**DOCUMENT PASSAGE**
Yikes, Winsor’s Back!
February 15, 2008 on 8:25 pm | In Education, Local, Main |
Just got back from interviewing Malcolm McKenzie, the new head of Hotchkiss School. He’s a very impressive (yet down-to-earth) “global educator.” We’ll have a profile on Malcolm in the LJ either this coming Thursday or next.
Speaking of independent schools (lame transition?), I couldn’t help notice that an old controversy from the 80s and 90s here in Lakeville resurfaced in yesterday’s Boston Globe.
It seems that Winsor Copeland, one of the teachers implicated in a child sex scandal at Indian Mountain School, has resurfaced in a U.S. setting where he could have contact with children. [the photo at top left is not of Copeland but of a model]
Copeland is now a “volunteer” fundraiser at his middle school alma mater, Pine Cobble School in Williamstown, Mass. But Globe columnist Kevin Cullen paints a picture of a school that is not being candid about Copeland’s role there. It doesn’t pass the smell test. Is he spend his time licking envelopes, or is Copeland, as a Pine Cobble newsletter suggests, doing something more? From Cullen’s column:
The fall 2007 issue of “The Cobblestone,” the Pine Cobble School’s newsletter, paints a considerably different picture. In it, there is an article entitled “Winsor Copeland, Master Teacher of Math, French and Life’s Lessons.”
The article describes Copeland’s past teaching days at Pine Cobble and notes that he left Indian Mountain in 1993 “on the verge of academic burnout,” but mentions nothing of the circumstances. The article suggests Copeland is more involved in the school than either he or Edgerton acknowledged.

**EXTRACTED RECORDS**
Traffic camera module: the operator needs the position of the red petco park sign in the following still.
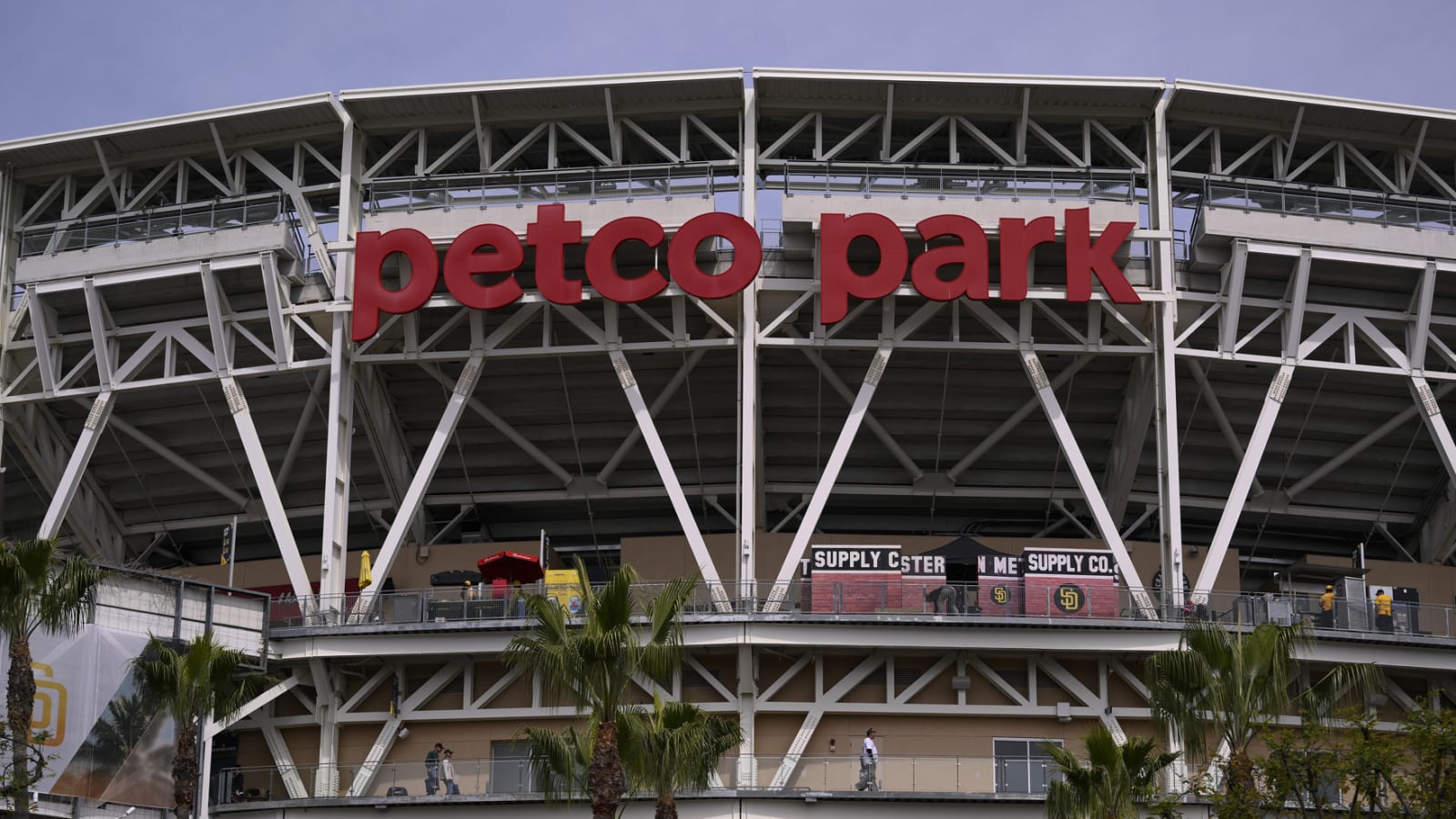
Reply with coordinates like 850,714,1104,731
354,204,1141,341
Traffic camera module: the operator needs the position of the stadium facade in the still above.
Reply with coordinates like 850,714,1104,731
0,68,1456,817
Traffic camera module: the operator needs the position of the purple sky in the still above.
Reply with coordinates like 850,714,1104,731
0,0,1456,140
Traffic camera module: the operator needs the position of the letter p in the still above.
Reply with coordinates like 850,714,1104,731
351,228,440,341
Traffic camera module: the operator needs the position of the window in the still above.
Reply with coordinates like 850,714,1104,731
993,739,1061,793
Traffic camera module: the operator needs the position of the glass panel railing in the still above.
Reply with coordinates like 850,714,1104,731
764,162,1148,203
1203,182,1456,233
269,577,1456,640
218,749,1057,803
364,162,738,220
20,192,288,258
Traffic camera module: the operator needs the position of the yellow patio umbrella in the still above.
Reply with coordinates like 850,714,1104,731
359,552,374,591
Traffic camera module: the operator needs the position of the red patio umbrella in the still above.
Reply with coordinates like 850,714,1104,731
476,552,546,583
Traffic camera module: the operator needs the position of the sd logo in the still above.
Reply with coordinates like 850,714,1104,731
1051,583,1087,613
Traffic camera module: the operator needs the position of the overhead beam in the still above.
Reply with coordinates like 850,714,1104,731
1192,364,1294,592
352,353,485,618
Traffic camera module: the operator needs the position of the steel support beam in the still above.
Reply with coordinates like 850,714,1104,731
1022,353,1152,600
610,349,733,612
221,376,316,611
1192,364,1294,592
354,354,485,618
35,389,113,560
354,368,425,543
763,346,893,612
1102,354,1158,526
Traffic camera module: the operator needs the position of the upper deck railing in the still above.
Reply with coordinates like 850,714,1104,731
1199,179,1456,235
364,162,738,216
269,579,1456,640
19,192,288,258
762,162,1148,203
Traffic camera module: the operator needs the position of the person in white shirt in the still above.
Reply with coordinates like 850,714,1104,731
854,729,879,790
440,748,460,795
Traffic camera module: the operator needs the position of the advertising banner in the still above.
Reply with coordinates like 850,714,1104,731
0,625,177,807
1021,548,1118,618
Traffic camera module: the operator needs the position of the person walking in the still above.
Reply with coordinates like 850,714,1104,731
425,742,446,795
1374,589,1395,634
854,729,879,790
440,748,460,795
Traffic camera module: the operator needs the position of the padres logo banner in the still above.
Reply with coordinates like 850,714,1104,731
1021,548,1118,618
0,625,175,807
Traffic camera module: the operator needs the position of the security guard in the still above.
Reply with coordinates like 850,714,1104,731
1374,589,1395,634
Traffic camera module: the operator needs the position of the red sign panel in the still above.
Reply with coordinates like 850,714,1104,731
352,204,1141,341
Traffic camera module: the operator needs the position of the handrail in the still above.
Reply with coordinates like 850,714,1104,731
364,162,738,220
269,577,1456,640
19,191,288,258
1198,179,1456,235
218,742,1057,804
763,162,1148,203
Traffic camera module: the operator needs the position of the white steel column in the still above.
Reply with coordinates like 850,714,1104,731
221,376,322,612
763,346,893,612
318,115,364,599
738,89,760,602
35,389,119,548
354,353,485,618
1021,353,1152,600
610,349,733,612
1192,364,1294,592
1148,93,1188,614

**REQUESTS**
**1.** Name every school mentioned in the blog post about Winsor Copeland.
**2.** Write the next part of the blog post about Winsor Copeland, picking up after its final sentence.

**SOLVED PROBLEMS**
**1.**
Hotchkiss School
Indian Mountain School
Pine Cobble School

**2.**
“Now a new generation of Pine Cobble students is under his influence,” the article about Copeland says. “The former PCS student, teacher, and board member is back on campus, this time as a volunteer.”
I thought that rather than quote Cullen quoting the newsletter, I would retrieve the publication myself. But surprise! The 2007 Cobblestone has been removed from Pine Cobble’s website.
You know, I recall when this scandal broke how heart-breaking it was for the victims who came forward. A picture was painted of a campus that was out of control and a headmaster (the late Peter Carleton) who looked the other way.
[Disclosure: I write occasional freelance articles for IMS publications and have nothing but the utmost respect for the professionals who run the place now. They had nothing to do with Carleton’s mess but, alas, they still must bear its burden now and again.]
I was not working at the LJ when the scandal broke but followed our stories closely. Unfortunately, our digital archives do not go back that far and I could easily blow an entire day going through old LJ microfilm at the Scoville Library.
And there’s not much else out there on the Web about this travesty. My recollection is no charges were ever filed against Copeland and others because, as Cullen suggests, the statute of limitations had expired. A subsequent lawsuit was filed against the school by two victims alleging a teacher there had sexually abused as many as 100 students.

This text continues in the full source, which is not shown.